◆ The records:
□ □ □
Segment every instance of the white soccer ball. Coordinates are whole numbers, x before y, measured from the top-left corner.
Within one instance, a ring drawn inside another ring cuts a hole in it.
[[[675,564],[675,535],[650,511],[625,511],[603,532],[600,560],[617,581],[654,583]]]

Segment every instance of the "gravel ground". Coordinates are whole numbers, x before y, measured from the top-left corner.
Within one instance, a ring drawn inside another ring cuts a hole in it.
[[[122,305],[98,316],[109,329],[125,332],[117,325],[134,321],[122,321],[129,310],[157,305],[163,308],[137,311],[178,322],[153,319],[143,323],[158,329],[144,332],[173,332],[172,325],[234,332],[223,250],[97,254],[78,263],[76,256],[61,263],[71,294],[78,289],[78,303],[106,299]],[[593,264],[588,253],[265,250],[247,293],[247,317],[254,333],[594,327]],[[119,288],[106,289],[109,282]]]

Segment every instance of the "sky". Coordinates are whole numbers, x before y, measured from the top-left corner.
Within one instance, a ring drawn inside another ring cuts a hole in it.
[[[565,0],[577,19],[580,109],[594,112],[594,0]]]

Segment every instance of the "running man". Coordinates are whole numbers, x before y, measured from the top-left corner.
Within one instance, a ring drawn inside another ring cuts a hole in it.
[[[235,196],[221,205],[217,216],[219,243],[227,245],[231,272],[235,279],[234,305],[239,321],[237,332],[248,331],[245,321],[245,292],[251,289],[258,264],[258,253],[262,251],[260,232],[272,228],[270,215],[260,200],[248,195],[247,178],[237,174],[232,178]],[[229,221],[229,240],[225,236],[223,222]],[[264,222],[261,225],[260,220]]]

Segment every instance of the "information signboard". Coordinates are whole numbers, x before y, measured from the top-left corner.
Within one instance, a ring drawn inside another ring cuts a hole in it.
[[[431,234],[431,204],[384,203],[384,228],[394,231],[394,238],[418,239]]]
□ □ □
◆ Instruction: Edit the material so that every "Segment" becomes "Outline", and leave everything else unchanged.

◆ Response below:
Outline every instance of the white soccer ball. Coordinates are whole numbers, x before y, measured from the top-left corner.
Within one instance, a ring drawn inside another ring cuts a hole in it.
[[[675,564],[675,535],[650,511],[625,511],[603,532],[600,560],[617,581],[654,583]]]

Outline every instance of the "gravel ground". Coordinates are whole numbers, x before y, measured from the top-left corner.
Within one instance, a ring drawn inside another ring cuts a hole in it.
[[[122,305],[98,316],[109,329],[125,332],[117,325],[134,321],[122,321],[129,310],[157,305],[163,308],[137,311],[178,322],[153,319],[143,323],[158,329],[144,332],[173,332],[172,325],[234,332],[223,250],[97,254],[78,263],[76,256],[61,263],[71,294],[78,289],[78,303],[106,299]],[[593,264],[588,253],[265,250],[247,293],[247,317],[254,333],[594,327]],[[119,288],[106,289],[109,282]]]

Outline every instance of the "sky". Coordinates are whole numbers, x before y, measured from the top-left corner.
Within one instance, a ring drawn inside another ring cuts a hole in it.
[[[565,0],[577,19],[580,109],[594,112],[594,0]]]

Outline every instance of the "running man". Coordinates are whole numbers, x before y, measured from the top-left corner.
Within one instance, a ring drawn inside another ring cuts a hole in it.
[[[235,196],[221,205],[217,216],[219,243],[227,245],[231,272],[235,279],[234,305],[239,321],[237,332],[248,331],[245,321],[245,292],[251,289],[258,264],[258,253],[262,251],[260,232],[272,228],[270,215],[260,200],[248,195],[247,178],[237,174],[232,178]],[[229,221],[229,240],[225,236],[223,222]],[[264,222],[261,225],[260,220]]]

Outline every instance of the "information signboard". Coordinates are whole numbers, x before y, measured from the top-left corner.
Within one instance, a ring drawn inside another ring cuts a hole in it.
[[[431,234],[431,204],[384,203],[384,228],[394,231],[394,238],[418,239]]]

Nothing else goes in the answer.